- **What is asked**: The entries below should be output exactly as written.

- **Input rows**:
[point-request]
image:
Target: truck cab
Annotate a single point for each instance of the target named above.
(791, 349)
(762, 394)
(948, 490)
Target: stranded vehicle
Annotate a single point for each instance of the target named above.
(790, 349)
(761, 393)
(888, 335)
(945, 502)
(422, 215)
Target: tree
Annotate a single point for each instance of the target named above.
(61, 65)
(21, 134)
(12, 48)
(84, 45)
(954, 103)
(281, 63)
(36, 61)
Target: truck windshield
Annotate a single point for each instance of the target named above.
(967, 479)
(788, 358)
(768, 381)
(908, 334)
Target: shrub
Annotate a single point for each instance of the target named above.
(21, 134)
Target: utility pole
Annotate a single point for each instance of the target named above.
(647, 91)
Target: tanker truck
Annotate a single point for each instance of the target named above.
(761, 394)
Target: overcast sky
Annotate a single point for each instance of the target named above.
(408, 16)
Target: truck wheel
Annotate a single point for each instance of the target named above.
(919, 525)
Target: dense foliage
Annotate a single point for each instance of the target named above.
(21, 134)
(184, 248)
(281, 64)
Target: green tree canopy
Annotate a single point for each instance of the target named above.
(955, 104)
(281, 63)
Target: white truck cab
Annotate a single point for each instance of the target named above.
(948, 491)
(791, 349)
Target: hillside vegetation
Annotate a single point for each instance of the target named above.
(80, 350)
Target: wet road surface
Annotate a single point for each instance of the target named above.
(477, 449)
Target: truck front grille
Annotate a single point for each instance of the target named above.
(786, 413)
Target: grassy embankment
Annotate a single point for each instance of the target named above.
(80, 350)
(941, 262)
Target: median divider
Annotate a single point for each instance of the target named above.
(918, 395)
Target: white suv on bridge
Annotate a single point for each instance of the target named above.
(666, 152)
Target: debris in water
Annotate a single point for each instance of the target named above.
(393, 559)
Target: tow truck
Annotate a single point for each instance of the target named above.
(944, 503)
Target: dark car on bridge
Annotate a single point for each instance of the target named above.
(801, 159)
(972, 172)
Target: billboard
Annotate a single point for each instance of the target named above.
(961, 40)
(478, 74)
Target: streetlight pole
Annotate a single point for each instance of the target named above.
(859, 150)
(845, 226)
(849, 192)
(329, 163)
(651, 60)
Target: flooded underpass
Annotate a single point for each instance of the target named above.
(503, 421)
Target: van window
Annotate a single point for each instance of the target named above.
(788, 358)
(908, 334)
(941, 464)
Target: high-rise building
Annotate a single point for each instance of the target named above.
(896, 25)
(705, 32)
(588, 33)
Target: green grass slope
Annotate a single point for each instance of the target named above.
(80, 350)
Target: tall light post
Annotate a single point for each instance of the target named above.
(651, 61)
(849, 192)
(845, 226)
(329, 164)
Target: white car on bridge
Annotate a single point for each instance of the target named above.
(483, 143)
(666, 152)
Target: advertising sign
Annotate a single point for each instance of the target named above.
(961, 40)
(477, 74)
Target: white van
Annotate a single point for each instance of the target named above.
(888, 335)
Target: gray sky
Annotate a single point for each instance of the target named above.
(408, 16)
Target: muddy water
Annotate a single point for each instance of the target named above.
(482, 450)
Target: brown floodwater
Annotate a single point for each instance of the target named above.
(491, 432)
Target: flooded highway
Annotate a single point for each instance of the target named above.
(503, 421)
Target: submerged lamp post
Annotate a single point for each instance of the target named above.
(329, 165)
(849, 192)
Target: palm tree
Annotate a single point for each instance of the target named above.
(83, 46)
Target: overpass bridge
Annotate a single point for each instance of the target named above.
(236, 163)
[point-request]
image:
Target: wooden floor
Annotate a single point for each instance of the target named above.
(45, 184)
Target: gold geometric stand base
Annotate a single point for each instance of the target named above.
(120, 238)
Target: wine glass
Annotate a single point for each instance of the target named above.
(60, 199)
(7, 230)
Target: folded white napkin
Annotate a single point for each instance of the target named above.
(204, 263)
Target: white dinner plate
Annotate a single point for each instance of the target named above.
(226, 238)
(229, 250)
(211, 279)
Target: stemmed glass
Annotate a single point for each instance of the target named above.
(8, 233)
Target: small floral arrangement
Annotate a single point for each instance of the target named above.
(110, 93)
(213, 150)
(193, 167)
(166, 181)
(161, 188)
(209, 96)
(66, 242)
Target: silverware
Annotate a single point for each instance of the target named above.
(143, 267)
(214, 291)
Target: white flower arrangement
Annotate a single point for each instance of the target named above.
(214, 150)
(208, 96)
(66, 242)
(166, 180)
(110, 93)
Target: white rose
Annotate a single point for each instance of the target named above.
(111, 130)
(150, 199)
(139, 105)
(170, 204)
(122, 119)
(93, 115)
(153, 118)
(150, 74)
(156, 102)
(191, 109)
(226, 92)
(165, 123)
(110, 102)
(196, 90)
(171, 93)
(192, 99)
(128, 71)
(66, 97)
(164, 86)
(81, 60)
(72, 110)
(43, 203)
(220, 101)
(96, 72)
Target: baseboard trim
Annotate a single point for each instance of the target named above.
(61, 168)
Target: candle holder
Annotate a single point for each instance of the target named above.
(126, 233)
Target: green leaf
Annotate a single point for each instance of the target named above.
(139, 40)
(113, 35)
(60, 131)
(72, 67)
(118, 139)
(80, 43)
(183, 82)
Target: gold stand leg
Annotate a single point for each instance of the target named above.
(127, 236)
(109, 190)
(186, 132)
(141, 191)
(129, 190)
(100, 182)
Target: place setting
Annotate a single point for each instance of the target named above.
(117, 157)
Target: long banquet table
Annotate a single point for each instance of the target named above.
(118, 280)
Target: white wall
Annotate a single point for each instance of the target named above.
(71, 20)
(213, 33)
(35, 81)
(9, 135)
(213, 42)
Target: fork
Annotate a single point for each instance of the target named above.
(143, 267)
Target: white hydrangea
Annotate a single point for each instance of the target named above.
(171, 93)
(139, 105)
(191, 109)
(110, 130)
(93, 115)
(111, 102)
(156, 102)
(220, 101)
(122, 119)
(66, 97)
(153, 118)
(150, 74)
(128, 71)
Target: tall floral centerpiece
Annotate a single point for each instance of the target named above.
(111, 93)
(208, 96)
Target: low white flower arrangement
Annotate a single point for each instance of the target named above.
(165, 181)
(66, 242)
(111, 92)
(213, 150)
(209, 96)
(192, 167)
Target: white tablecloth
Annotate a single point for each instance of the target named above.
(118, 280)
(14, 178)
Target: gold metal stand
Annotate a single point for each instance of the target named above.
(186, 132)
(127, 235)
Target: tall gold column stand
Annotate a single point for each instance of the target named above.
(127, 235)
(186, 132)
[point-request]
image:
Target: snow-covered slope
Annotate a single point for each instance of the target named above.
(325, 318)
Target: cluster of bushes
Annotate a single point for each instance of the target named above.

- **Complete output**:
[point-request]
image:
Target: truck cab
Annotate a single point for each instance of the target named above.
(791, 349)
(762, 394)
(948, 490)
Target: stranded vehicle
Annotate a single point for each instance of the target named above.
(790, 349)
(761, 393)
(888, 335)
(945, 502)
(422, 215)
Target: tree
Annotate a single point for each instance of the target named above.
(61, 65)
(21, 134)
(12, 48)
(84, 45)
(954, 103)
(281, 63)
(36, 61)
Target: truck windshield
Annotate a single point for each instance of the target named above.
(967, 479)
(788, 358)
(768, 381)
(908, 334)
Target: shrub
Annotate a single point for each instance of the target named above.
(21, 134)
Target: utility pole
Annotate a single point for each instance of the target named above.
(647, 91)
Target: tanker truck
Annotate a single point for each instance of the target named above.
(761, 394)
Target: overcast sky
Annotate a single point for each instance of the target named above.
(408, 16)
Target: truck wheel
Annotate a single point for each instance of the target named above.
(919, 525)
Target: dense foliage
Annotate a single point for each instance of the target named above.
(21, 134)
(184, 248)
(281, 64)
Target: green tree canopy
Annotate a single point for each instance of the target named above.
(955, 104)
(281, 63)
Target: white truck cab
Annotate a single point for each instance of the target named above.
(948, 491)
(791, 349)
Target: hillside vegetation
Annotate a single point for each instance of the target named above.
(80, 350)
Target: wet road surface
Annotate a single point for each instance of the target named above.
(477, 449)
Target: truck front grille
Annotate a single point for each instance of the target named above.
(786, 413)
Target: grassy embankment
Annotate a single point for each instance of the target named above.
(80, 350)
(941, 262)
Target: median divider
Annotate a single point for each instance of the target named above.
(918, 395)
Target: white suv on bridge
Annotate a single point for each instance of the target named above.
(666, 152)
Target: debris in water
Annotate a single point for each instance of the target named above.
(393, 559)
Target: tow truck
Annotate a single point for each instance of the target named above.
(944, 503)
Target: dark car on bridge
Annotate a single point for each instance of the target named above.
(801, 159)
(972, 172)
Target: billboard
Annotate a single point for each instance of the target named above.
(961, 40)
(478, 74)
Target: streetlight pole
Annotate a single point for each instance of the target named above.
(859, 150)
(845, 226)
(849, 192)
(329, 163)
(651, 60)
Target: flooded underpass
Annotate a single point for each instance of the target named above.
(503, 421)
Target: van window
Annotate a single point for each instance of the target named above.
(788, 358)
(908, 334)
(941, 464)
Target: high-rise building
Annotate a single point for each instance of the target named above.
(896, 25)
(705, 32)
(588, 33)
Target: green grass slope
Annotate a single point for each instance of the target named above.
(80, 350)
Target: tall light post
Annotate a single point for each instance of the target named above.
(651, 61)
(849, 192)
(845, 226)
(329, 164)
Target: white car on bridge
Annotate a single point for each instance of the target named above.
(483, 143)
(666, 152)
Target: advertising sign
Annotate a single point for each instance of the target named above.
(961, 40)
(477, 74)
Target: white van
Annotate a single point for each instance of the target named above.
(888, 335)
Target: gray sky
Annotate a single point for each instance of the target named above.
(408, 16)
Target: muddy water
Annotate a single point for each instance of the target named above.
(482, 450)
Target: brown floodwater
Annotate a single point for each instance of the target named above.
(491, 432)
Target: flooded highway
Annotate a single point for each instance of the target named above.
(503, 421)
Target: submerged lamp post
Annotate a single point for each instance of the target named above.
(329, 165)
(849, 192)
Target: palm tree
Annotate a single point for each instance of the target named above.
(83, 46)
Target: overpass bridge
Annotate a single point for each instance of the target named above.
(236, 163)
[point-request]
image:
Target: wooden floor
Annotate a single point for each instance of the target named above.
(45, 184)
Target: gold geometric stand base
Annotate a single point for each instance of the target named above.
(120, 238)
Target: wine glass
Annotate a single point for each instance of the target named above.
(60, 199)
(7, 230)
Target: folded white napkin
Annotate a single point for each instance of the target named above.
(204, 263)
Target: white dinner plate
Annotate a single point for each instance of the target named above.
(226, 238)
(229, 250)
(211, 279)
Target: stemmed glass
Annotate a single point for each instance of the target named above.
(8, 233)
Target: small floral arrangement
Annotate a single point for each instance of the target named above.
(110, 93)
(213, 150)
(193, 167)
(166, 181)
(161, 188)
(209, 96)
(66, 242)
Target: silverware
Annotate a single point for each instance of the target named above.
(143, 267)
(214, 291)
Target: white flower arrangement
Annotate a single point for each instance of the target named above.
(214, 150)
(208, 96)
(66, 242)
(166, 180)
(110, 93)
Target: white rose
Annotate a single point for each instance of the target named above.
(111, 130)
(150, 199)
(139, 105)
(170, 204)
(122, 119)
(93, 115)
(153, 118)
(150, 74)
(156, 102)
(191, 109)
(226, 92)
(165, 123)
(110, 102)
(196, 90)
(171, 93)
(192, 99)
(128, 71)
(66, 97)
(164, 86)
(81, 60)
(72, 110)
(43, 203)
(220, 101)
(96, 72)
Target: baseboard trim
Annotate a single point for each instance of the target named above.
(61, 168)
Target: candle holder
Annotate a single point for each instance of the target named above.
(126, 233)
Target: green leaf
Annotate a single point for each instance of the target named above.
(139, 40)
(113, 35)
(60, 131)
(72, 67)
(118, 139)
(80, 43)
(183, 82)
Target: gold stand leg
Annotate a single point for each instance of the target named above.
(127, 236)
(109, 190)
(186, 132)
(141, 191)
(129, 190)
(100, 182)
Target: place setting
Annotate a single point for each instance of the target named above.
(117, 157)
Target: long banquet table
Annotate a single point for each instance of the target named above.
(118, 280)
Target: white wall
Annotate a single point for each instance of the target named above.
(71, 20)
(213, 33)
(35, 81)
(9, 135)
(213, 42)
Target: fork
Annotate a single point for each instance of the target named above.
(143, 267)
Target: white hydrangea
Annotate a single point for each instance of the target named above.
(171, 93)
(139, 105)
(191, 109)
(110, 130)
(93, 115)
(111, 102)
(156, 102)
(220, 101)
(122, 119)
(66, 97)
(153, 118)
(150, 74)
(128, 71)
Target: tall floral centerpiece
Annotate a single point for each instance of the target named above.
(111, 93)
(208, 96)
Target: low white flower arrangement
Annotate a single point for each instance of the target named above.
(165, 181)
(66, 242)
(111, 92)
(213, 150)
(209, 96)
(192, 167)
Target: white tablecloth
Annotate a single point for each instance of the target named above.
(118, 280)
(14, 178)
Target: gold metal stand
Annotate a single point for each instance of the target named above.
(186, 132)
(127, 235)
Target: tall gold column stand
Annotate a single point for each instance of the target named above.
(127, 235)
(186, 132)
[point-request]
image:
Target: snow-covered slope
Annotate a single point for each instance of the target named above.
(325, 318)
Target: cluster of bushes
Annotate a single point for each instance of the target named above.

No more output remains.